Directives:
• 1. In the excerpt on the GetPrivileges error, copy out everything from "iprange2 := splitip[0]" down to "iprange1, iprange2, iprange3)".
• 2. Answer these questions about the excerpt on the GetPrivileges error:
(a) What IP address is myip set to?
(b) Which table does the SQL statement select from?
(c) What string must the error text contain for the "No replication user defined" error to be returned?

There is an error return by this function : priv, err := dbhelper.GetPrivileges(server.Conn, server.ClusterGroup.dbUser, server.ClusterGroup.repmgrHostname, myip) with myip = 10.1.1.174

The function call such prepare statement and in theory your grant 10.% is test tested

splitip := strings.Split(ip, ".")

iprange1 := splitip[0] + ".%.%.%"
iprange2 := splitip[0] + "." + splitip[1] + ".%.%"
iprange3 := splitip[0] + "." + splitip[1] + "." + splitip[2] + ".%"
stmt := "SELECT MAX(Select_priv) as Select_priv, MAX(Process_priv) as Process_priv, MAX(Super_priv) as Super_priv, MAX(Repl_slave_priv) as Repl_slave_priv, MAX(Repl_client_priv) as Repl_client_priv, MAX(Reload_priv) as Reload_priv FROM mysql.user WHERE user = ? AND host IN(?,?,?,?,?,?,?,?,?)"
row := db.QueryRowx(stmt, user, host, ip, "%", ip+"/255.0.0.0", ip+"/255.255.0.0", ip+"/255.255.255.0", iprange1, iprange2, iprange3)
err := row.StructScan(&priv)
if err != nil && strings.Contains(err.Error(), "unsupported Scan") {
    return priv, errors.New("No replication user defined. Please check the replication user is created with the required privileges")

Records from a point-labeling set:

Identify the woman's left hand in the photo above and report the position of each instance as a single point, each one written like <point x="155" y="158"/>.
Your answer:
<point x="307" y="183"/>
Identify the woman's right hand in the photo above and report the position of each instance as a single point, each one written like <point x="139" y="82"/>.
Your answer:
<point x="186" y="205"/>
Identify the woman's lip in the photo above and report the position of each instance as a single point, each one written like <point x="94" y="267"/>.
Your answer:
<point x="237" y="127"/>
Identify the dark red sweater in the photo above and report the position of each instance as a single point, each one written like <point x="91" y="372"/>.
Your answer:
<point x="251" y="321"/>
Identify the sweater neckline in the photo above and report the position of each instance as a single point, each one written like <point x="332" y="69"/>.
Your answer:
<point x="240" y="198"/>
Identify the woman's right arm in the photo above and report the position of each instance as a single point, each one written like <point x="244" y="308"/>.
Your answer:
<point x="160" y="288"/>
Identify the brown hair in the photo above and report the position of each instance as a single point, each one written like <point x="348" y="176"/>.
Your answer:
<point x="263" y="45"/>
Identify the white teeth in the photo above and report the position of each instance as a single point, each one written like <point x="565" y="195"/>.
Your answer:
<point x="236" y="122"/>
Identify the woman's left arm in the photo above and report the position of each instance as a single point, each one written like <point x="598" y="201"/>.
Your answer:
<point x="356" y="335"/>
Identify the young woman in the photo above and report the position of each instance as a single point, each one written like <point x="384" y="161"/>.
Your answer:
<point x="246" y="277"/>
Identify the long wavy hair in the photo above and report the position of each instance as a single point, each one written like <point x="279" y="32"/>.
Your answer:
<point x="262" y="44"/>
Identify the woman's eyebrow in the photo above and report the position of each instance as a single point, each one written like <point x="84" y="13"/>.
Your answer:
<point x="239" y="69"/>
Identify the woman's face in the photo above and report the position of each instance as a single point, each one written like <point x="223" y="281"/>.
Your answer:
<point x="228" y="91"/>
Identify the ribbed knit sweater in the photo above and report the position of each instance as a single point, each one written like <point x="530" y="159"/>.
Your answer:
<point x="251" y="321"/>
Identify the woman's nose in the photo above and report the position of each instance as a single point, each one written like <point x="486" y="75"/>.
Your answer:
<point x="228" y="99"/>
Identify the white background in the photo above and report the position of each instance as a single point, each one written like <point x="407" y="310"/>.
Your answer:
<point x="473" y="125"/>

Results by task:
• 1.
iprange2 := splitip[0] + "." + splitip[1] + ".%.%"
iprange3 := splitip[0] + "." + splitip[1] + "." + splitip[2] + ".%"
stmt := "SELECT MAX(Select_priv) as Select_priv, MAX(Process_priv) as Process_priv, MAX(Super_priv) as Super_priv, MAX(Repl_slave_priv) as Repl_slave_priv, MAX(Repl_client_priv) as Repl_client_priv, MAX(Reload_priv) as Reload_priv FROM mysql.user WHERE user = ? AND host IN(?,?,?,?,?,?,?,?,?)"
row := db.QueryRowx(stmt, user, host, ip, "%", ip+"/255.0.0.0", ip+"/255.255.0.0", ip+"/255.255.255.0", iprange1, iprange2, iprange3)

• 2.
(a) 10.1.1.174
(b) mysql.user
(c) "unsupported Scan"